● Ziel a
Wählen Sie aus den Einträgen jede Zeile aus, in der die Zeichenfolge „ocean“ vorkommt, wobei Groß- und Kleinschreibung zu beachten ist.

● Zitierter Textauszug
________________________

Besinnung am Wochenende am 24. Juni 2017

  • 24.06.2017 , Johannistag
  • OKR i.R. Wilhelm Schlemmer

„Von der Freiheit eines Christenmenschen" Thema 1 : Knecht oder Herr? (1 Kor 9, 19)


An Luther kann sich in diesem Jahr keiner vorbeischleichen, auch wir in unseren sommer-lichen Andachten nicht. 1520 hat Martin Luther drei wichtige Schriften verfasst:
„An den christlichen Adel deutscher Nation",
„Von der Babylonischen Gefangenschaft der Kirche" und
„Von der Freiheit eines Christenmenschen".

Diese dritte Freiheits-Schrift ist die wichtigste; ich denke, sie ist seine wichtigste Schrift überhaupt. Hier finden wir das Fundament der gesamten lutherischen Theologie. Darum machen wir in diesem Jahr diese Schrift zum Gesamtthema unserer Andachten zum Wo-chenende.

________________________

Dateneinträge:
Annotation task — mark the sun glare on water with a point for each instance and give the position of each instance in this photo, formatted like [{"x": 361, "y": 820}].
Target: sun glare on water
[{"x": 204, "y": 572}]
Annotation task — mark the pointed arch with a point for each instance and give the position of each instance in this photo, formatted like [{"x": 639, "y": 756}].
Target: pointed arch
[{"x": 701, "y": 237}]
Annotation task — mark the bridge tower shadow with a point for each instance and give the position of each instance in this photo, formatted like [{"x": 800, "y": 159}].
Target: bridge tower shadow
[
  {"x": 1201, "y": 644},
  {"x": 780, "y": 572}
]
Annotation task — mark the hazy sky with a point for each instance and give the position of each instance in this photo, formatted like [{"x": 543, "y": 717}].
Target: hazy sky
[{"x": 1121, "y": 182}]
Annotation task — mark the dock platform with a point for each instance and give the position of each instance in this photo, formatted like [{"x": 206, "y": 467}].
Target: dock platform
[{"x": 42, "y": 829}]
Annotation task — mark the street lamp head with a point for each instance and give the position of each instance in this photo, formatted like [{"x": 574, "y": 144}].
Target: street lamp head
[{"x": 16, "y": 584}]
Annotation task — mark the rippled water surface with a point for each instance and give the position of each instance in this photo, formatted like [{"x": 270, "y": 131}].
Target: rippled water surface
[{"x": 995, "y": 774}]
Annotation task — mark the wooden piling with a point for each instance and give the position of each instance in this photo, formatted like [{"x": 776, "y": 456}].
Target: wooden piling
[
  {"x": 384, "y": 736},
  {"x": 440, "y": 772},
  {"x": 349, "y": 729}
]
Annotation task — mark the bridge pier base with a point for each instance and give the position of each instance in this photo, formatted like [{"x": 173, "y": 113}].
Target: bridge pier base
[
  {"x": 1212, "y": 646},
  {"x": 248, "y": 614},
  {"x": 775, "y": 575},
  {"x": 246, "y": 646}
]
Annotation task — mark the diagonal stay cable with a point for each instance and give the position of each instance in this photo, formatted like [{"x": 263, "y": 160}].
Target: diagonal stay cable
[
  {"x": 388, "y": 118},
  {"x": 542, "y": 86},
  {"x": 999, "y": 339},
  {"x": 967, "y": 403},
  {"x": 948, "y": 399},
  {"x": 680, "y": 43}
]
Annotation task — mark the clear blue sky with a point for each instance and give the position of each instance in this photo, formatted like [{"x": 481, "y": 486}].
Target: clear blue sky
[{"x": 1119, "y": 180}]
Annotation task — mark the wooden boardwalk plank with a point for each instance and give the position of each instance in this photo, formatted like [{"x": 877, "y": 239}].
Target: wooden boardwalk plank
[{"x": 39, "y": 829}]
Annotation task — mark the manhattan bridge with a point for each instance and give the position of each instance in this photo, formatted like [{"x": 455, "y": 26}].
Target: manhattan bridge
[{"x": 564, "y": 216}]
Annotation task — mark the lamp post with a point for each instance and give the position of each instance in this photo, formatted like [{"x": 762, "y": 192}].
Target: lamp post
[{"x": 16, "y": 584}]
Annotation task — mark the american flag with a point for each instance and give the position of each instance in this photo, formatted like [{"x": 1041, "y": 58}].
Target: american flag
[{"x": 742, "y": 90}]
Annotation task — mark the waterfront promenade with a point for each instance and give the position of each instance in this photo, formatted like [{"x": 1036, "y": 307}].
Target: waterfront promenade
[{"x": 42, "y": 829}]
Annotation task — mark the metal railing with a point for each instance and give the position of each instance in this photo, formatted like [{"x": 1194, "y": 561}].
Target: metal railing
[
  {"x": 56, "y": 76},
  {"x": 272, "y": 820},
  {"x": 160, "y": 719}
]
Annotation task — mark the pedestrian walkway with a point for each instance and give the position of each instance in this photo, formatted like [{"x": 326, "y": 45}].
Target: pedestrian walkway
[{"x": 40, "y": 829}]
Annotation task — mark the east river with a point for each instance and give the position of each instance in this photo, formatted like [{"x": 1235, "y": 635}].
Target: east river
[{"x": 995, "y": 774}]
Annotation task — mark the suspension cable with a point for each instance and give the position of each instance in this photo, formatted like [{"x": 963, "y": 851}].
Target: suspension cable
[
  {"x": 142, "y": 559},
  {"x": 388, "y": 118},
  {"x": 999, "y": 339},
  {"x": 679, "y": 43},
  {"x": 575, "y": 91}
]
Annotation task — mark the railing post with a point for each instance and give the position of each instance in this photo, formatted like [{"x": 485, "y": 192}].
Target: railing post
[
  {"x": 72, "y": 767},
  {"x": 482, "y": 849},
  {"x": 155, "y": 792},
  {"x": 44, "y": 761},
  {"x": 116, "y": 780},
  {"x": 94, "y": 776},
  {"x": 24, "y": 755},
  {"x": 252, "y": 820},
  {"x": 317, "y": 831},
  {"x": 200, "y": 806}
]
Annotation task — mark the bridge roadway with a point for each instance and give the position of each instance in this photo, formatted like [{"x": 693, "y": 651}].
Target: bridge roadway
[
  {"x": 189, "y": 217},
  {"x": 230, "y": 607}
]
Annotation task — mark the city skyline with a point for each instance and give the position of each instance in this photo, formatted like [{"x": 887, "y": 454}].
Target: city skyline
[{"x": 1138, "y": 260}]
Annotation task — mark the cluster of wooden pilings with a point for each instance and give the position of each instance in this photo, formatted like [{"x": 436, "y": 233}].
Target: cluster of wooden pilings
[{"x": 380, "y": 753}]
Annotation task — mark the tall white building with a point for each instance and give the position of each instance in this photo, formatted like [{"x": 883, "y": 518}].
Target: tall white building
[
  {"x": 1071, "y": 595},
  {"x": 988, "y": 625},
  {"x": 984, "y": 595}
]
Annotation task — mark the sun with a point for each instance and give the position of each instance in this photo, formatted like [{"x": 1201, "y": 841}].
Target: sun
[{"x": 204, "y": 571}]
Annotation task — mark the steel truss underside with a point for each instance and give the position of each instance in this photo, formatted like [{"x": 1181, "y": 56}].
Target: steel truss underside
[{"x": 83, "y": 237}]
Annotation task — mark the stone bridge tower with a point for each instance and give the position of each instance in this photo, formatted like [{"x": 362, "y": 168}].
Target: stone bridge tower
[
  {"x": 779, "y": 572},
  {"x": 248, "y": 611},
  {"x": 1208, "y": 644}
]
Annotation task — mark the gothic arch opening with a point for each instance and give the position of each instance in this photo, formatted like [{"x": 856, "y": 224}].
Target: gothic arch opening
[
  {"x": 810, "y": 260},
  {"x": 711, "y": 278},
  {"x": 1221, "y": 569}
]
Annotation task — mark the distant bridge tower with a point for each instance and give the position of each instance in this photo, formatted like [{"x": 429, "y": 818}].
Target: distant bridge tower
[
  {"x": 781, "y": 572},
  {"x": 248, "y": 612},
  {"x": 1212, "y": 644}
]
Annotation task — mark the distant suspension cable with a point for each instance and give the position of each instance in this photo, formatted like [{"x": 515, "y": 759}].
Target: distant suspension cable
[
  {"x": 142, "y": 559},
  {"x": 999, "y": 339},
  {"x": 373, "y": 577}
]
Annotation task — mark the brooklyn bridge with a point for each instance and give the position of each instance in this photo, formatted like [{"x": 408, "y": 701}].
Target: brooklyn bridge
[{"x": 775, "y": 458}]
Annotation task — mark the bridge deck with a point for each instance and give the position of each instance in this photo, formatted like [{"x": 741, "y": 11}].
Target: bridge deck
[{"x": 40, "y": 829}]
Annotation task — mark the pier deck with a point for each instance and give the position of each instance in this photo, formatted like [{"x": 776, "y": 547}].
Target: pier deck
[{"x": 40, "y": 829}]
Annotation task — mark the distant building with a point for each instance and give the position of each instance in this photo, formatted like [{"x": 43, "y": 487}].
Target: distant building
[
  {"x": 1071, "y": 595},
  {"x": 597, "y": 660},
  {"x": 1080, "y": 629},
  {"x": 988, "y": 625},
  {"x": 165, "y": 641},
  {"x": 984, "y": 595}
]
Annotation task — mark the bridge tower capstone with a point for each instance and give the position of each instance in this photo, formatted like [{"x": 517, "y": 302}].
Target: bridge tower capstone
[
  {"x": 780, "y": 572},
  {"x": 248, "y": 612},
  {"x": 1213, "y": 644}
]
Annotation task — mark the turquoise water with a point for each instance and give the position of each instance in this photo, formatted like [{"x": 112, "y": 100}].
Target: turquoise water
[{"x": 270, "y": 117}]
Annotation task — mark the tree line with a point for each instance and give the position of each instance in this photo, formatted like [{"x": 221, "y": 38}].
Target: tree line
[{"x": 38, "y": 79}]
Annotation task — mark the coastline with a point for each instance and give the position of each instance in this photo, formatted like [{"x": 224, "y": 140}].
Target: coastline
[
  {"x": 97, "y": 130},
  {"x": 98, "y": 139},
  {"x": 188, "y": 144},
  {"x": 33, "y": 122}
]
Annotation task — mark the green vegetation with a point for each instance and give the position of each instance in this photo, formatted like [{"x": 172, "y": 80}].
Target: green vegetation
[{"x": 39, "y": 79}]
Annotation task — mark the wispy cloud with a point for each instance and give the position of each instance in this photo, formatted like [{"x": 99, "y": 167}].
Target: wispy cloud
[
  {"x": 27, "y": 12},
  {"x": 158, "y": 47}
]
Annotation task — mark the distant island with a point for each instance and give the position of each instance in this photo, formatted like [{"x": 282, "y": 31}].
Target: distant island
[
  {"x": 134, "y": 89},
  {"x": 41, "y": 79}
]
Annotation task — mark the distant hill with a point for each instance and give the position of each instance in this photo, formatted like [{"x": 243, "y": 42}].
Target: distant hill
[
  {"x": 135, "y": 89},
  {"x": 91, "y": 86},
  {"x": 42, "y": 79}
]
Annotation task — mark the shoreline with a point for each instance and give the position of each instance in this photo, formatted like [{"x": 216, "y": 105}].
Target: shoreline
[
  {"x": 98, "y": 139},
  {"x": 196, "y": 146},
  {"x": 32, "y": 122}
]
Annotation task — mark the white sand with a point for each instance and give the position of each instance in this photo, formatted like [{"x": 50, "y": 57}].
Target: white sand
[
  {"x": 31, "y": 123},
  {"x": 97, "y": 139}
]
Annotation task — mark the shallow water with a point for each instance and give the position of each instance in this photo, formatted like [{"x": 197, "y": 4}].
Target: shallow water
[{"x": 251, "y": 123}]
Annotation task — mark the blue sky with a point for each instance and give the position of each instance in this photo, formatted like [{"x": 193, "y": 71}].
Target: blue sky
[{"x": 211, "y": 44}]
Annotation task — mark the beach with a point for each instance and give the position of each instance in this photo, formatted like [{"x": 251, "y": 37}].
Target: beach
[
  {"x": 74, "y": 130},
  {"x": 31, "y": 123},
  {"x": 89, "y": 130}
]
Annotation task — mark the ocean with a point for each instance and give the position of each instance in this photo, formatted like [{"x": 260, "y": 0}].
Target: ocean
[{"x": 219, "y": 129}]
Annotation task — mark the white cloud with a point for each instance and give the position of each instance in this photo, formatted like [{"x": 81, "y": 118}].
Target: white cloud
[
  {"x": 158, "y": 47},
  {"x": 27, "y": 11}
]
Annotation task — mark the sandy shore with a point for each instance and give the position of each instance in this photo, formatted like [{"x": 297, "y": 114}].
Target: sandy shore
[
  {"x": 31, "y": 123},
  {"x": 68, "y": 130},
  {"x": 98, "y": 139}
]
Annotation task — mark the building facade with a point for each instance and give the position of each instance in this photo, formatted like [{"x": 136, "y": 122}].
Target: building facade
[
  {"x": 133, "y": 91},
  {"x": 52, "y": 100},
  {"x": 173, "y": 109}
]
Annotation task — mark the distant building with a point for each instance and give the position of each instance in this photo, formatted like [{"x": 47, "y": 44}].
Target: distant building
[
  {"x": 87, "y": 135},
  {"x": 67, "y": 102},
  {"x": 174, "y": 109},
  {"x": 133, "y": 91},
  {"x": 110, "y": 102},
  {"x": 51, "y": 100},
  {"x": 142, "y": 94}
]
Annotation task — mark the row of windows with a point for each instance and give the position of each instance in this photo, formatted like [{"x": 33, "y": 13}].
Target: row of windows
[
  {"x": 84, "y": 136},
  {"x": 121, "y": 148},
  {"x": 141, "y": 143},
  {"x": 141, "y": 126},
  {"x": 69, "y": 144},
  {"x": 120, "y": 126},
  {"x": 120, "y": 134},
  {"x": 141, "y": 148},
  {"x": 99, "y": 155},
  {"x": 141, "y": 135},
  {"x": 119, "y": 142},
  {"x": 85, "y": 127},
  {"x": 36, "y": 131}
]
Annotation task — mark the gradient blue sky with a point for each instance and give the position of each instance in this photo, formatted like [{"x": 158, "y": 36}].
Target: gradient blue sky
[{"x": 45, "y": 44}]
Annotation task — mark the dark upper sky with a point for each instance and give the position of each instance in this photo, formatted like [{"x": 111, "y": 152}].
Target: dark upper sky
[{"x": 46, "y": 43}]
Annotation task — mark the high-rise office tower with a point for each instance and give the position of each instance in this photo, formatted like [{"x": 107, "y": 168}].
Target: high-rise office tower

________________________

● Ziel b
Prüfen Sie, ob die folgenden Aussagen mit dem Textauszug übereinstimmen, und antworten Sie jeweils mit Ja oder Nein samt den ausschlaggebenden Worten des Textauszugs als wörtlichem Zitat.
(i) Martin Luther verfasste im Jahr 1520 drei wichtige Schriften.
(ii) Die Schrift „An den christlichen Adel deutscher Nation“ wird als die wichtigste der drei Schriften bezeichnet.
(iii) Die Freiheitsschrift wird in diesem Jahr zum Gesamtthema der Andachten gemacht.

● Schriftliche Lösung a
Annotation task — mark the ocean with a point for each instance and give the position of each instance in this photo, formatted like [{"x": 260, "y": 0}].
Target: ocean

● Schriftliche Lösung b
(i) Ja: „1520 hat Martin Luther drei wichtige Schriften verfasst“
(ii) Nein: „Diese dritte Freiheits-Schrift ist die wichtigste“
(iii) Ja: „machen wir in diesem Jahr diese Schrift zum Gesamtthema unserer Andachten“